Requirements. Set down exactly the lines running from the line with "of the scaffolding" to the end of the listing below, both ends included.

Record excerpts.
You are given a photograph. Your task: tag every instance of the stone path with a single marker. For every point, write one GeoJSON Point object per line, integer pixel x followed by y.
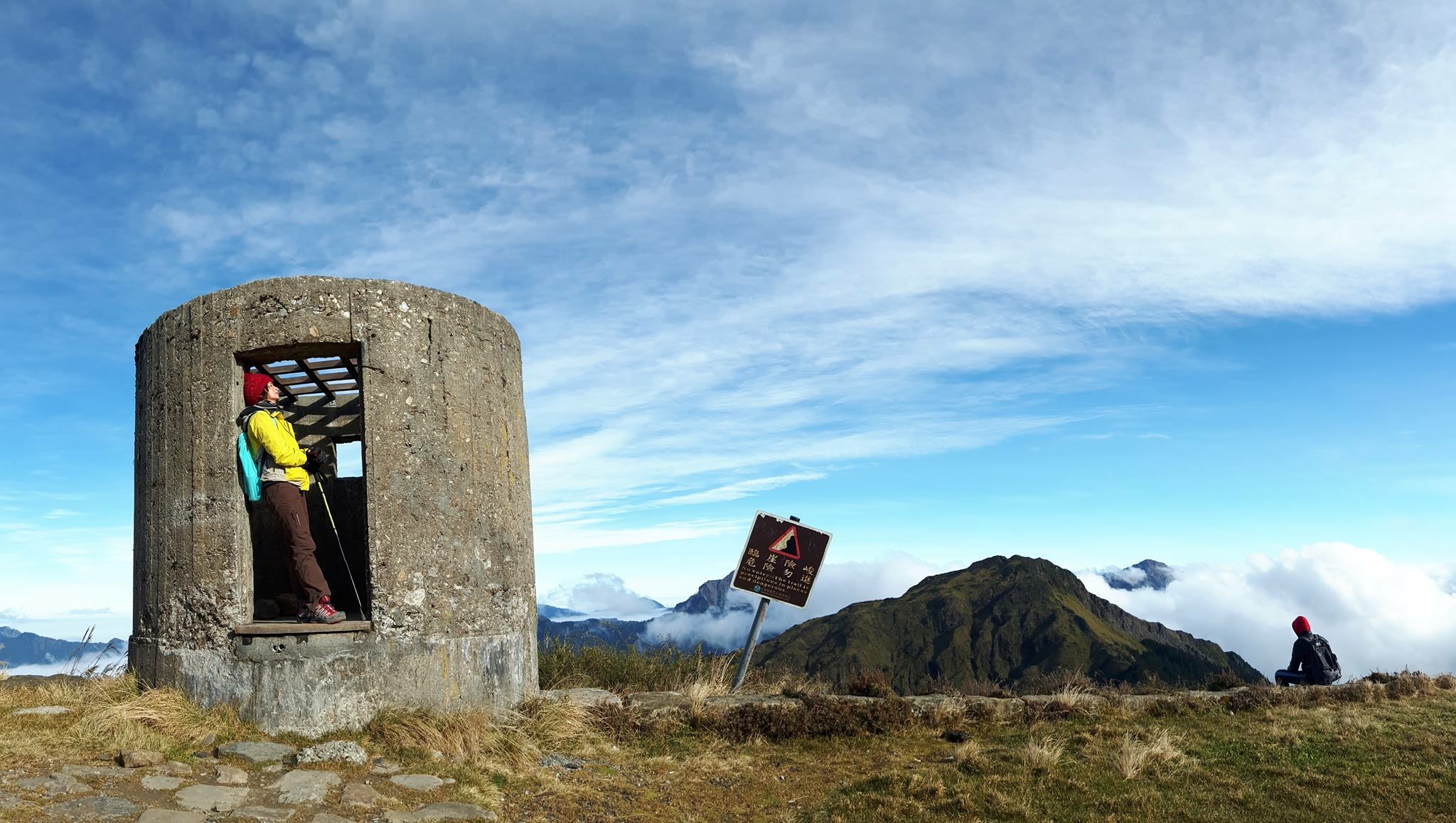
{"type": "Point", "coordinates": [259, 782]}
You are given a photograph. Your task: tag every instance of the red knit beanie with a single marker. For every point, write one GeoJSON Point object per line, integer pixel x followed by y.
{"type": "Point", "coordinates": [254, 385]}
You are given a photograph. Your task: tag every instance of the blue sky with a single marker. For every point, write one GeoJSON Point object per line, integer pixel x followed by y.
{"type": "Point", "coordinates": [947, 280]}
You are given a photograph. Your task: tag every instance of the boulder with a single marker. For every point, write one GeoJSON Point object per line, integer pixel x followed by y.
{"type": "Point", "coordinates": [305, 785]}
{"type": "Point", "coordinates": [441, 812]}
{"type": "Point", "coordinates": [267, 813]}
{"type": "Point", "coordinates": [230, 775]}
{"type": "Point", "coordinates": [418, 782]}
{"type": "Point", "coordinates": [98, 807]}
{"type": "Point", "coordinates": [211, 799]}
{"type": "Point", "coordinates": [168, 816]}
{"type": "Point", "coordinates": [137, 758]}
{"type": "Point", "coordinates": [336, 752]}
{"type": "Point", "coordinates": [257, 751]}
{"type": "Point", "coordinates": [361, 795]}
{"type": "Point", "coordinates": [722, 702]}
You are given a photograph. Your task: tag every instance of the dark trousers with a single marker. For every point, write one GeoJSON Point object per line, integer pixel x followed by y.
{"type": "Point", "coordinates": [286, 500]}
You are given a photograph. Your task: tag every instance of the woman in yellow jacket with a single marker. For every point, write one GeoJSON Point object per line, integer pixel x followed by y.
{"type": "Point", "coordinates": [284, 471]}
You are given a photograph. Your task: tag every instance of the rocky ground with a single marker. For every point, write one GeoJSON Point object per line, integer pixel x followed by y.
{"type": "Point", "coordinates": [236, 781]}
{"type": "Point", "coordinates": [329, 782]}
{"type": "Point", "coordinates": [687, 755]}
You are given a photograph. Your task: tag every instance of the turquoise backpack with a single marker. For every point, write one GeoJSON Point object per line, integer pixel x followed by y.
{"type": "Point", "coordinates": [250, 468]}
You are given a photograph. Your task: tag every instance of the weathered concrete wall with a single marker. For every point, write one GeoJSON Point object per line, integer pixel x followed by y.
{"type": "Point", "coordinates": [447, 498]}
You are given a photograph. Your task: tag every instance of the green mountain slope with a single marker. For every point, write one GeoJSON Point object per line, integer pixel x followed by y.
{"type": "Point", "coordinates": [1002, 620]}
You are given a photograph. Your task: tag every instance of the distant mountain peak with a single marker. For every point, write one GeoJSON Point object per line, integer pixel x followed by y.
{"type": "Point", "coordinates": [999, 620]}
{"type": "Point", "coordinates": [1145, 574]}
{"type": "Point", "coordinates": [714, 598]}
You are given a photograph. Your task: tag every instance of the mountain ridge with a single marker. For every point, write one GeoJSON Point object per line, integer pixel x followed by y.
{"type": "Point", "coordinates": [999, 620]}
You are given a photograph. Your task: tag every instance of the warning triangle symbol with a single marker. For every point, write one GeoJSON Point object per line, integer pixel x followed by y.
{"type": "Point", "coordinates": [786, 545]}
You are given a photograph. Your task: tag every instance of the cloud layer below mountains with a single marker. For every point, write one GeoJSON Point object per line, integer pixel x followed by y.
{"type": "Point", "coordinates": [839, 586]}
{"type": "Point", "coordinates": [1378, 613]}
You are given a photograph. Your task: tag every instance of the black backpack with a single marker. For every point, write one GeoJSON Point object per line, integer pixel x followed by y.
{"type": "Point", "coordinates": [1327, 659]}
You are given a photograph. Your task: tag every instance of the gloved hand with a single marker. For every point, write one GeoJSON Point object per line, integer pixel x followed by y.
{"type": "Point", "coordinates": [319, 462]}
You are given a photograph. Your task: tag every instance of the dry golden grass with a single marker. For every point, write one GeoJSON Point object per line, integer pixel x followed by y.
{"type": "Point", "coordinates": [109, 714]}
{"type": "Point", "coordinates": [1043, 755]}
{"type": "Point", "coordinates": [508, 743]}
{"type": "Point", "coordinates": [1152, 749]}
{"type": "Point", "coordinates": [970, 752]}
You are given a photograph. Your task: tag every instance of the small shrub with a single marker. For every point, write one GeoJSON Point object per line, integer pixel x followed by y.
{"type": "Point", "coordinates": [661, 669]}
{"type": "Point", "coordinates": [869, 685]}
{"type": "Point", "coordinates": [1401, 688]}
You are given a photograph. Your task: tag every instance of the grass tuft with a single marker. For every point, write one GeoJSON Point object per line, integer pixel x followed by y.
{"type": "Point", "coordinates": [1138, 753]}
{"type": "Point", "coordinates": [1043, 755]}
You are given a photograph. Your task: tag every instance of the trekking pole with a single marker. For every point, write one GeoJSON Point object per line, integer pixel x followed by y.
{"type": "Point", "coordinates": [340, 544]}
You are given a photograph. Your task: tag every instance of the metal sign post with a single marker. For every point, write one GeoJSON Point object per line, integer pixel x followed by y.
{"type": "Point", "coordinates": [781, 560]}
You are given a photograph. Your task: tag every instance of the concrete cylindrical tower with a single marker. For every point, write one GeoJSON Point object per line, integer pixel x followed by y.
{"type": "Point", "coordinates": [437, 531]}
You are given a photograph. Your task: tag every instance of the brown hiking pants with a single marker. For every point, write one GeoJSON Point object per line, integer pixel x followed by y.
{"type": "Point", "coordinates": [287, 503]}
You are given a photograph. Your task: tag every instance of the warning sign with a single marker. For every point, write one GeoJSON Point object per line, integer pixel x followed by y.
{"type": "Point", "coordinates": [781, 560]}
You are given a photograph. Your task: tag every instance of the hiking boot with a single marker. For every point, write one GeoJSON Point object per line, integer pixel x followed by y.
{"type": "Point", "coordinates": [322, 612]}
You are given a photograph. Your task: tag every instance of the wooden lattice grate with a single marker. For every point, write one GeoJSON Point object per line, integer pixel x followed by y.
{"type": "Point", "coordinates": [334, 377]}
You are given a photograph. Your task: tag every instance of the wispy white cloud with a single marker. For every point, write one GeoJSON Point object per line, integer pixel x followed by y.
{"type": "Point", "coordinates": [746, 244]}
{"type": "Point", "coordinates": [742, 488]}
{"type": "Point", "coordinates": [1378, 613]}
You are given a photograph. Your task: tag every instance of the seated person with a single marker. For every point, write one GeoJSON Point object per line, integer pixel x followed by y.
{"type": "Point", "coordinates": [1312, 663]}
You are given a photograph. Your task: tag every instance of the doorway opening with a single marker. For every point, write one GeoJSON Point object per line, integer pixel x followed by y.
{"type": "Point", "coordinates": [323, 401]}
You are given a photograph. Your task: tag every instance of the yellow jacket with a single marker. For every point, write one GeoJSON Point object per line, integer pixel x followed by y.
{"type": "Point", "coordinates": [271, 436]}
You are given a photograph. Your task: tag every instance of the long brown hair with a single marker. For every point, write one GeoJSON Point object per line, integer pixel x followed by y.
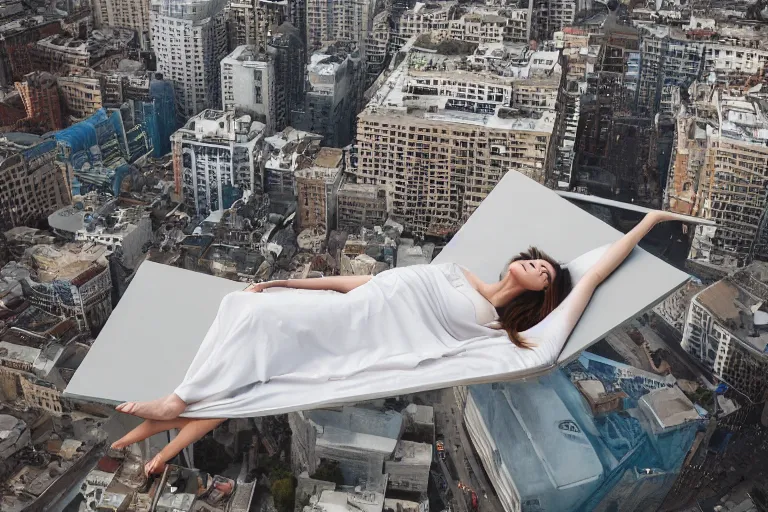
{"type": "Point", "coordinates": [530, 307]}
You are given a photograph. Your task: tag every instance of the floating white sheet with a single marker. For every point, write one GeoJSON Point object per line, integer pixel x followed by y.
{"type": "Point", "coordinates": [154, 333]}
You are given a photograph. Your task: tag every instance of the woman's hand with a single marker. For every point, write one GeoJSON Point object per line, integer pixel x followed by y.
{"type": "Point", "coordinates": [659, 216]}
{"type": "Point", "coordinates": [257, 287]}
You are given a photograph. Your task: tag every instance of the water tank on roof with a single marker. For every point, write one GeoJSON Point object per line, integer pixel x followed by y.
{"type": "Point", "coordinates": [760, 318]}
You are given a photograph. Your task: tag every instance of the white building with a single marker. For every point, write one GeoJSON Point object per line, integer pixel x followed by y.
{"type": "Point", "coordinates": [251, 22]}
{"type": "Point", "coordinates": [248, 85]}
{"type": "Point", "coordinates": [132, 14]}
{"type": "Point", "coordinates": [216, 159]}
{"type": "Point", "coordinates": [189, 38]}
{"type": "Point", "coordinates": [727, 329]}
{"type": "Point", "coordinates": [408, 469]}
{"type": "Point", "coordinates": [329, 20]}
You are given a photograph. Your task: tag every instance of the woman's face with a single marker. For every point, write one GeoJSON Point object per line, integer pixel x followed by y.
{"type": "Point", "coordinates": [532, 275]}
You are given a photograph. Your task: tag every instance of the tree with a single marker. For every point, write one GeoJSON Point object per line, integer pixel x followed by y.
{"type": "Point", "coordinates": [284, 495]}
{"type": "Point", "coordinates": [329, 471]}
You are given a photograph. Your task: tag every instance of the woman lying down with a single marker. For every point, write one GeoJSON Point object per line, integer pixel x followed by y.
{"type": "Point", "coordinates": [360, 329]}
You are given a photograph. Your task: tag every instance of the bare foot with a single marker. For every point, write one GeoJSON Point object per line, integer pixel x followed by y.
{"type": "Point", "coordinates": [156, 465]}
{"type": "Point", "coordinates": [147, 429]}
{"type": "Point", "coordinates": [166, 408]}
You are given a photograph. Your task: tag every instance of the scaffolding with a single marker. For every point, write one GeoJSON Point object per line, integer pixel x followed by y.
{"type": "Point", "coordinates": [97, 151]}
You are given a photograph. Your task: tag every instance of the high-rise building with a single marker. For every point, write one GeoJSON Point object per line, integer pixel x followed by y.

Solution to the exercise.
You are given a photograph. Your task: tag every instance of the scaffolding with a single marker. For every point, write one GeoJSON Point object per line, integer pixel x followed by y.
{"type": "Point", "coordinates": [97, 151]}
You are given a photograph. Your task: tag every instance of the high-rise building with a single marker. For every point, write one GeoJSON Point object per line, integer pixel x followed by y.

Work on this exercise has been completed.